= Problem statement =
Every line below needs to be reproduced exactly.

= Data listing =
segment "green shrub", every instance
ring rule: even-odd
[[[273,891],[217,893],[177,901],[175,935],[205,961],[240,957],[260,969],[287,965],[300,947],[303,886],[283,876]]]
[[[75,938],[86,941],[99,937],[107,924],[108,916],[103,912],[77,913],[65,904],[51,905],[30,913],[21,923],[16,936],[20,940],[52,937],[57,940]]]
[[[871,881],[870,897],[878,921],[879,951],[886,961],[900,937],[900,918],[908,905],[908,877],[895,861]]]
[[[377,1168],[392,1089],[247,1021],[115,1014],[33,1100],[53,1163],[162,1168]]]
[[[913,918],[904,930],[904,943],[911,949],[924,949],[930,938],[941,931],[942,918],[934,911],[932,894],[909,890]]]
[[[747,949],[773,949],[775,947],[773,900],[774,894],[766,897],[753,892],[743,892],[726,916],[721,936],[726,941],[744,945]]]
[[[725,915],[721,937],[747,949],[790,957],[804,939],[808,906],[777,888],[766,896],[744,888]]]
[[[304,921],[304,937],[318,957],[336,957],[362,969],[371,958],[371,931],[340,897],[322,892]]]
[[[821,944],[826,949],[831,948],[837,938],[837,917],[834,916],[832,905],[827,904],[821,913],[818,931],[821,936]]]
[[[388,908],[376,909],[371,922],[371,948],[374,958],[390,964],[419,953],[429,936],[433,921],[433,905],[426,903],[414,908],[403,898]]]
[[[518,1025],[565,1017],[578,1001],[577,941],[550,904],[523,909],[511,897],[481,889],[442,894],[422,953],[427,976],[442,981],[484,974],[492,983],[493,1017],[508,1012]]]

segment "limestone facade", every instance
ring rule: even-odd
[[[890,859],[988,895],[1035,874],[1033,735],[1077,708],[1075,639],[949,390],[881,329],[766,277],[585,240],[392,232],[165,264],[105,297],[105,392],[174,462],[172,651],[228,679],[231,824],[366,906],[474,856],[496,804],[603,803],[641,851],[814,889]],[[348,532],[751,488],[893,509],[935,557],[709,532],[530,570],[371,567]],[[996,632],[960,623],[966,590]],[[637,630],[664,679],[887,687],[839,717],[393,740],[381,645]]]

= Solution below =
segment "green shrub", every instance
ring rule: even-odd
[[[273,891],[217,893],[177,901],[175,935],[205,961],[240,957],[260,969],[287,965],[300,947],[303,886],[283,876]]]
[[[75,938],[86,941],[99,937],[107,924],[108,916],[103,912],[77,913],[65,904],[51,905],[30,913],[21,923],[16,936],[20,940],[52,937],[57,940]]]
[[[871,881],[870,897],[878,921],[879,951],[886,961],[900,937],[900,918],[908,905],[908,877],[895,861]]]
[[[377,1168],[392,1089],[247,1021],[115,1014],[33,1100],[53,1163],[162,1168]]]
[[[913,918],[904,930],[904,943],[911,949],[924,949],[930,938],[941,931],[942,918],[934,911],[932,894],[909,890]]]
[[[747,949],[773,949],[775,947],[773,900],[774,894],[766,897],[753,892],[743,892],[726,916],[721,936],[726,941],[744,945]]]
[[[725,915],[721,937],[747,949],[790,957],[804,939],[808,906],[777,888],[766,896],[744,888]]]
[[[304,921],[304,937],[318,957],[336,957],[362,969],[371,958],[371,931],[340,897],[322,892]]]
[[[821,944],[826,949],[831,948],[837,938],[837,917],[834,916],[832,905],[827,904],[821,913],[818,931],[821,936]]]
[[[388,908],[376,909],[371,922],[371,948],[374,958],[390,964],[419,953],[429,936],[433,921],[433,905],[426,903],[414,908],[403,898]]]
[[[518,1025],[565,1017],[578,1001],[577,941],[550,904],[523,909],[511,897],[481,889],[442,894],[422,953],[427,976],[442,981],[484,974],[492,983],[493,1017],[508,1012]]]

segment "limestone facade", every instance
ring rule: even-odd
[[[890,859],[988,895],[1035,874],[1033,735],[1077,708],[1075,639],[949,390],[881,329],[766,277],[585,240],[392,232],[165,264],[105,297],[105,392],[174,462],[172,651],[228,679],[231,824],[366,906],[474,856],[496,804],[603,803],[641,851],[814,889]],[[348,532],[751,488],[893,509],[935,557],[709,532],[530,570],[371,567]],[[996,632],[960,623],[966,590]],[[637,630],[664,679],[887,687],[839,717],[393,740],[381,645]]]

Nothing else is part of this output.